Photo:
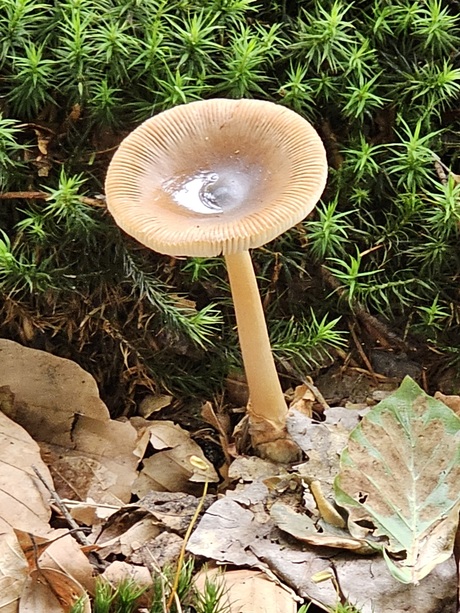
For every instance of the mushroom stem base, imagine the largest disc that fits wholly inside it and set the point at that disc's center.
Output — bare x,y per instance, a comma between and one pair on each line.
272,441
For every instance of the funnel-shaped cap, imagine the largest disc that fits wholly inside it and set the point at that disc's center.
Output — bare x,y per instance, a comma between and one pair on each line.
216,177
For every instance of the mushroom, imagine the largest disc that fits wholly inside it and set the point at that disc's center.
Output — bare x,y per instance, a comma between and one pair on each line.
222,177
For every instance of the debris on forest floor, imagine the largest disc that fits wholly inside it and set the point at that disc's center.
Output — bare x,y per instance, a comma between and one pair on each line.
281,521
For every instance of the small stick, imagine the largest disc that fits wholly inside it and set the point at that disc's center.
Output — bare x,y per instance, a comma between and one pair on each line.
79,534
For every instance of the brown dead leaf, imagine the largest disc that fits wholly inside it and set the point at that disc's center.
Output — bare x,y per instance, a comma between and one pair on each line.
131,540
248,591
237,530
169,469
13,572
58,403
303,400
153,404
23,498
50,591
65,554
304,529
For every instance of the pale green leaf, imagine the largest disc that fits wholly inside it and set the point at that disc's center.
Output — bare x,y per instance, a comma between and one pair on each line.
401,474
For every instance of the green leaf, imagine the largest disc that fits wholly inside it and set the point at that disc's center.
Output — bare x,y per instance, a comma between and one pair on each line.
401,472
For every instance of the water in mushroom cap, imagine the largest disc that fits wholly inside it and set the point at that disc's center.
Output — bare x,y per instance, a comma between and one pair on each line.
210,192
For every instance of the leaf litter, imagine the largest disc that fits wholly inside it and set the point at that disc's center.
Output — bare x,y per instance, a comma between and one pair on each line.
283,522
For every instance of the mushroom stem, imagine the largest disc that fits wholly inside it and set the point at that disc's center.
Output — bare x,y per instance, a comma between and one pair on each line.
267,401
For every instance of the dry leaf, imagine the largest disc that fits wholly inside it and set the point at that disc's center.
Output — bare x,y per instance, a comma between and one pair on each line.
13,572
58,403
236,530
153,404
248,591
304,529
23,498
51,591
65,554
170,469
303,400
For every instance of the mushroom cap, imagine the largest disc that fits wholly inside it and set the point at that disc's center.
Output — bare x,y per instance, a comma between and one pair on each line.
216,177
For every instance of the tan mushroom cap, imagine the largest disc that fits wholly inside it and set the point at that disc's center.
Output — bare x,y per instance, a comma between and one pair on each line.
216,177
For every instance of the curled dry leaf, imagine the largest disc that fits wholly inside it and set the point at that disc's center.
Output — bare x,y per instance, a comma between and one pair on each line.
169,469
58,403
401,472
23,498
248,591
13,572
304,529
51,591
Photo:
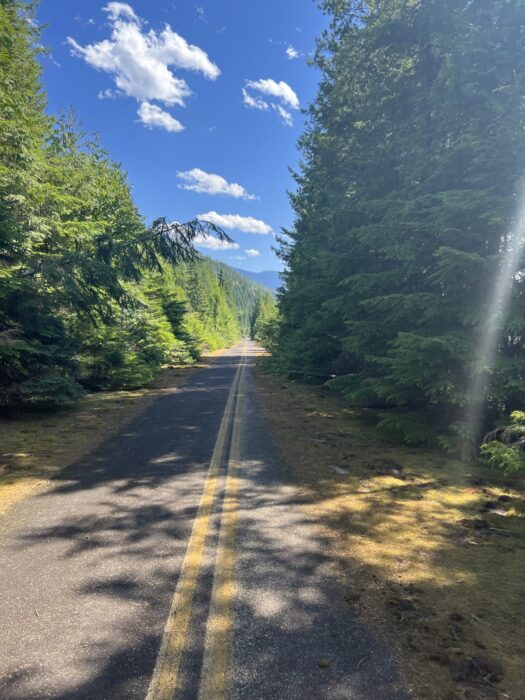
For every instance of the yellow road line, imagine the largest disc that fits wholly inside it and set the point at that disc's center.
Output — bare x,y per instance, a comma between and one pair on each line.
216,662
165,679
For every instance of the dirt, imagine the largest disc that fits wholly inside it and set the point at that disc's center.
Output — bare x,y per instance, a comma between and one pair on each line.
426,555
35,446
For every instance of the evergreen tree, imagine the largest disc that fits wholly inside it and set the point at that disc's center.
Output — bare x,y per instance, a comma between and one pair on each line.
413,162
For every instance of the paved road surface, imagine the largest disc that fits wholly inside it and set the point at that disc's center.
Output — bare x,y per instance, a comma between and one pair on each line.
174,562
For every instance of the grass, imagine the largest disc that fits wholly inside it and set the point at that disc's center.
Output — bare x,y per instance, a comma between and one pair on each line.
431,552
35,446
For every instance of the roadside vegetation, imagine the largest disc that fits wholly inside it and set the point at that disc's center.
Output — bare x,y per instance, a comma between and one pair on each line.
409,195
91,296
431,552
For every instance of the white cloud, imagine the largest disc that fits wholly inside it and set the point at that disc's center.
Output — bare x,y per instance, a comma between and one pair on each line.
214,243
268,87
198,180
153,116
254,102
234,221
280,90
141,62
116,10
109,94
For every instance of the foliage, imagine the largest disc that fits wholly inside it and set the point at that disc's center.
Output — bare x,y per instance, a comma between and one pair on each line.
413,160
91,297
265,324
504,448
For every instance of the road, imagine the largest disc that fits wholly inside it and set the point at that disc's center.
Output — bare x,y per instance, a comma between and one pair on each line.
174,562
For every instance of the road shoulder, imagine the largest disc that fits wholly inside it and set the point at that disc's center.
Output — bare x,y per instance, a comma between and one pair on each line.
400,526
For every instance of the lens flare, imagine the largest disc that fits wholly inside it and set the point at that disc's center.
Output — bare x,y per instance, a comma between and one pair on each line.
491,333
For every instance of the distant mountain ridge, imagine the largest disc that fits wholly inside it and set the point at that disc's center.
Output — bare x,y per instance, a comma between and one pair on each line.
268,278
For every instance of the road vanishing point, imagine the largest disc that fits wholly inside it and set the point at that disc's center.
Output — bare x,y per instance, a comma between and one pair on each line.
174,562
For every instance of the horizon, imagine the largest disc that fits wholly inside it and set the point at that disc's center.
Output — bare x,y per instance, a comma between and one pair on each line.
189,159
┄┄┄┄┄┄
AIM OF THE EXERCISE
Copy the material shown above in full and exactly. Skip the pictures.

EXPECTED ANSWER
Photo:
For every instance of the mushroom stem base, imagine the largest disc that fits wholly inside it and set the point at that disc's center.
Output — bare x,y per instance, a comma between and one pair on each line.
272,441
For every instance of the funnel-shaped cap, imagine the largest disc that fits wholly inside it and set the point at that disc's center.
Output — bare x,y per instance, a comma between and one pair on each line.
216,177
For every instance of the mushroom, imagine the largest disc that fits wholly inside it and set the point at that disc's center.
Output — bare x,y per instance, a comma between and one pair on each line.
222,177
For every instance of the debris on forest floor, imagine the largest disc that fits wholly inside it and set the point at that disc's center.
Output — bare x,y per instance, a comma between and one pair on each line.
281,521
For every instance of the small stick, imagine the largest disc that fits wholly inside it and set the point at that disc's center.
Output — bare x,y per instance, a comma between and one pair on each line.
79,534
For every instance of the brown dead leaf, imagine the largest disc that fits wholly inside it and set the point at that disc's center.
Output — bare x,y per instance, a comma between and one pair on each line.
131,540
248,591
237,530
169,469
13,572
58,403
303,400
153,404
23,498
50,591
65,554
304,529
For every instance of the pale green leaf, imagine the largest disc that fits wholly inside it and set the point at that disc's center.
Output — bare x,y per instance, a comma between and one pair on each line.
401,474
For every instance of the green leaf, imagine the largest disc that fits wholly inside it and set the point at that disc's center.
Output — bare x,y per instance, a comma between and one pair on each line.
401,472
For every instance of the water in mushroom cap, imagine the largest disc that fits wholly inside it and set the point at that disc's center.
Output — bare x,y per instance, a comma between and one pair on each line.
210,192
For every instance of the leaf litter, imagine the largest disc that fits wholly inside it and set the point at that disc's center.
Output — bare x,y per instance, a comma between and one pair on each line.
283,522
For every instance of the mushroom stem, imagine the largest disc that fits wholly inside it and set the point at that disc's center.
Output — bare x,y per instance, a comma between and one pair on each line.
267,401
For every instance of the dry leaf, imagine the largest disc that fits wholly inside it and set the point at that disc's center.
Output — bare x,y per instance, a comma between and one pair on each line.
13,572
58,403
236,530
153,404
248,591
304,529
23,498
51,591
65,554
170,469
303,400
For every instance of the mushroom cap, imagine the largest disc that fits wholly inside it and set the point at that disc's center.
Output — bare x,y per instance, a comma between and one pair on each line.
216,177
For every instance of the tan mushroom cap, imagine the largest disc that fits wholly inside it and set the point at that disc's center.
Output — bare x,y per instance, a comma between and one pair on each line.
216,177
For every instance of the curled dry leaf, imagine the largest disc that fits wholly inside it and set the point at that disc's center.
Output — bare x,y per instance, a comma between and one pair on each line.
169,469
58,403
401,472
23,498
248,591
13,572
304,529
51,591
Photo:
For every instance of the yellow road line, imagine the largest disc that fits wholly inside it and set the point at that disc's center.
Output — bare x,y per instance, a comma between and one pair on each line.
216,662
165,679
For every instance of the dirt, imagine the largest disc that fits wholly inside it and set the point at that disc's center.
Output — bare x,y per instance, a comma between and one pair on each line.
426,555
35,446
For every instance of the evergreen tree, imagine the largest disc that fits wholly inside it and set the point at that disc's center.
Output — bare x,y per instance, a comma between and one pair on each line.
413,162
For every instance of the paved road surface, imagine the largest disc that fits wholly inside it and set the point at that disc's center.
Output — bare x,y per instance, a comma between and one pair on each line.
174,562
For every instance of the grass, imagine the largest disc that fits wholly inside it and set the point at that disc's center.
Output — bare x,y per instance, a comma between and one pair on each line.
431,552
35,446
For every instance of the roadside vegetation, imagine the largest disc that fits wholly inside it and set the point at that disc's center.
Output — bare x,y per instance, a comma between and one pair on each line.
409,195
91,296
431,552
For every instance of the white cloud, imagine the largest disc that fits wholly inside it and set the point at that disc's center.
Output — bare x,y per instance, a comma between and one pair on each line.
214,243
268,87
198,180
153,116
254,102
234,221
280,90
141,62
116,10
109,94
For every instance of the foliage, imagine the largest disc that fits wholly inside it and set the point at that disc's center.
Output — bare x,y per instance, a comma between and one pair on each line.
413,160
91,297
265,324
504,448
For every instance of the road, imagine the largest disc that fits wholly inside it and set the point at that disc's center.
Output — bare x,y per instance, a comma between and one pair on each line.
174,562
For every instance of the road shoulder, imagine the largest disc that fits wholly inside it and set the point at that disc's center.
Output — bare x,y per instance, a comma between and one pair on each line.
400,526
For every instance of the lens flare, imagine the largest disc that fits wholly inside it and set the point at that disc's center.
Output — bare x,y per instance, a comma between and one pair on each line.
491,333
For every instance of the distant mountain ridge, imagine the largest disc that fits wholly inside it and set the point at that disc's center.
Output — bare x,y per instance, a comma between and one pair on each line.
268,278
For every instance of the road vanishing point, imagine the largest disc that fits wholly inside it and set the point at that disc's center.
Output — bare x,y per instance, a comma between and one pair on each line.
174,562
For every instance of the horizon, imagine the largest disc that fits wholly inside it and set the point at that disc's center.
Output — bare x,y per instance, a comma between and one pair on each line.
189,159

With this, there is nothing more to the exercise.